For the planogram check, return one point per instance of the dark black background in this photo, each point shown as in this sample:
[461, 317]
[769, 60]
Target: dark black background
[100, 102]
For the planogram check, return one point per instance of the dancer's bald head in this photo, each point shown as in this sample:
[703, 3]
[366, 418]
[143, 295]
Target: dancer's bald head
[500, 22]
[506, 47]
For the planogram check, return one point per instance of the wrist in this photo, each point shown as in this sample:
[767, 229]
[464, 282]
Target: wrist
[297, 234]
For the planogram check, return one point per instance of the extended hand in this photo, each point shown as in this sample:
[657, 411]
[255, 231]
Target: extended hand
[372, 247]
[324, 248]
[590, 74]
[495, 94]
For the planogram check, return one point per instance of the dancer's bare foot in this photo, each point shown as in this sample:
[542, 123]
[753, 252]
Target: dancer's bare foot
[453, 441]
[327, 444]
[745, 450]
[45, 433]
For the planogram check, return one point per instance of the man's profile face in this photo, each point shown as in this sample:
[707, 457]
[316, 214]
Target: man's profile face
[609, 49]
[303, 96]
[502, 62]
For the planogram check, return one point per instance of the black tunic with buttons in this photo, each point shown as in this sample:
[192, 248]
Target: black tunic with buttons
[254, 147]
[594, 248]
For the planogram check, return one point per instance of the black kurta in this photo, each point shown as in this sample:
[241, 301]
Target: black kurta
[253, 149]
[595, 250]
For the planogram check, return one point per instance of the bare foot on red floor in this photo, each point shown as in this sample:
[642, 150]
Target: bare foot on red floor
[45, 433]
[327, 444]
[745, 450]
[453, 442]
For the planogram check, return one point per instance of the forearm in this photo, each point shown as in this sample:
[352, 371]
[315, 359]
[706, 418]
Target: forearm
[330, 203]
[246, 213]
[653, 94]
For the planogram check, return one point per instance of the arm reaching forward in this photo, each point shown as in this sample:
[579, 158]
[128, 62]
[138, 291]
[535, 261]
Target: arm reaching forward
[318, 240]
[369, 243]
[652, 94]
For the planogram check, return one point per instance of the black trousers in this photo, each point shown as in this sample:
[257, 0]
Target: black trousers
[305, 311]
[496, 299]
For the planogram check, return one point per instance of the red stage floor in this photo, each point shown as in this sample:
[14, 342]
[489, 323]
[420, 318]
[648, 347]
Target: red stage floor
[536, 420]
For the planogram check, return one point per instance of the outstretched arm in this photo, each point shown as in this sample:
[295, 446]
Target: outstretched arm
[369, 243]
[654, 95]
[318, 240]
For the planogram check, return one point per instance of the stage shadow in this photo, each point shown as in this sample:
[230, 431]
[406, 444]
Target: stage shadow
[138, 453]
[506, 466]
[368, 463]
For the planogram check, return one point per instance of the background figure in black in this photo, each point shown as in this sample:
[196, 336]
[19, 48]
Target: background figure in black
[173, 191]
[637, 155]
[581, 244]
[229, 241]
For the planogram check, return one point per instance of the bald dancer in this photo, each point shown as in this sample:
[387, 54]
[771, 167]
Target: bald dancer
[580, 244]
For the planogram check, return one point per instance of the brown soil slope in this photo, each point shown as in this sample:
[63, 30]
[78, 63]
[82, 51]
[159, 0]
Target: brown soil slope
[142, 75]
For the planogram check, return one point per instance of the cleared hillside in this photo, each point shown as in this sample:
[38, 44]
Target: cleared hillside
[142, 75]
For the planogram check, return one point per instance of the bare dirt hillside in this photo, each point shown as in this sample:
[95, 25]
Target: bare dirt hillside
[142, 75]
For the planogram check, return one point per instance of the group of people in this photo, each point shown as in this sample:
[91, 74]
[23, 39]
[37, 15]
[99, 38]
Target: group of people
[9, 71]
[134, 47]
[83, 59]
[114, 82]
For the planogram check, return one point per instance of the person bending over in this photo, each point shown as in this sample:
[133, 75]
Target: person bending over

◇ ◇ ◇ ◇ ◇ ◇ ◇

> _Directions for this task_
Every line of the data should be output exactly as it was given.

> _Expected answer_
For the planogram check, return one point per instance of the dark black background in this photo, each point shown as in this sample:
[461, 317]
[769, 60]
Target: dark black background
[100, 102]
For the planogram check, return one point per instance of the dancer's bald head in this photo, each point shown as in this sample:
[703, 3]
[366, 418]
[143, 295]
Target: dancer's bald head
[500, 22]
[506, 47]
For the planogram check, return one point per instance of the wrist in this photo, each point shown as in this sample:
[767, 229]
[464, 282]
Target: wrist
[297, 234]
For the planogram check, return one point per instance of the extended hand in this photo, each point shown as in this sample:
[657, 411]
[255, 231]
Target: extended hand
[372, 247]
[324, 248]
[590, 74]
[495, 94]
For the planogram check, return one point per instance of the dancer's bare foot in this photo, each point shown as in this sample:
[542, 123]
[753, 252]
Target: dancer's bare foot
[453, 441]
[327, 444]
[745, 450]
[45, 433]
For the planogram check, return one point per instance of the man's profile face in this photo, each point shown as in this sample:
[707, 457]
[316, 214]
Target: man's profile face
[609, 49]
[303, 96]
[502, 62]
For the planogram check, return one point per instance of the black tunic with buttons in this photo, each point shown as in this sample:
[192, 248]
Target: black tunic with buttons
[254, 147]
[594, 248]
For the planogram check, return one point per instance of the black kurta in this photo, each point shown as in this sample:
[241, 301]
Target: black kurta
[253, 149]
[595, 250]
For the planogram check, return one point per instance of the bare foot on red floor in this photo, each point shown as in this sample:
[642, 150]
Target: bare foot on red floor
[45, 433]
[327, 444]
[745, 450]
[453, 442]
For the planogram check, return one point per instance of the forearm in this photo, each point shown as in this sample:
[352, 371]
[315, 359]
[706, 418]
Target: forearm
[330, 203]
[246, 213]
[653, 94]
For the planogram check, return one point per instance of the arm reaching forward in this photo, each point shown as in this sample:
[579, 158]
[128, 62]
[138, 291]
[535, 261]
Target: arm reaching forward
[318, 240]
[369, 243]
[652, 94]
For the planogram check, return one point per instance of the black trousers in this photo, each point shown as in this sample:
[257, 0]
Target: black trousers
[305, 311]
[496, 299]
For the planogram check, return one point per instance of the red stage floor in this photo, each point shown as in this sample:
[14, 342]
[489, 323]
[420, 318]
[648, 347]
Target: red stage floor
[536, 420]
For the planogram check, return one point per instance of the outstretched arm in this photo, each point shown as in this sample:
[295, 446]
Target: outstretched arm
[369, 243]
[654, 95]
[318, 240]
For the planogram check, return one point per instance of the stage shadow in this photo, each point shown as in this sample:
[230, 431]
[406, 444]
Target: stage shadow
[138, 453]
[506, 466]
[368, 463]
For the planogram check, return one point per instance of the background figure in black in this photo, each point shown as in this sample:
[196, 336]
[19, 48]
Target: background figure in black
[173, 191]
[637, 155]
[581, 244]
[229, 241]
For the planogram check, return one point per instance of the bald dancer in this photo, each point shown as in this sample:
[387, 54]
[771, 167]
Target: bald dancer
[580, 244]
For the planogram check, return one point per instance of the brown soil slope in this photo, each point shown as in this sample:
[63, 30]
[78, 63]
[82, 51]
[159, 0]
Target: brown soil slope
[142, 75]
For the planogram check, return one point per instance of the cleared hillside in this photo, each point shown as in this sample:
[38, 44]
Target: cleared hillside
[142, 75]
For the planogram check, return one point per instance of the bare dirt hillside in this photo, each point shown as in this sample:
[95, 25]
Target: bare dirt hillside
[142, 75]
For the planogram check, return one point per instance of the group of people in this photo, each point shown as in this sample:
[91, 74]
[23, 39]
[37, 15]
[99, 38]
Target: group of people
[9, 71]
[134, 47]
[83, 59]
[114, 82]
For the planogram check, return one point per instance of the person bending over in this photo, each point shown as in this sample:
[133, 75]
Target: person bending over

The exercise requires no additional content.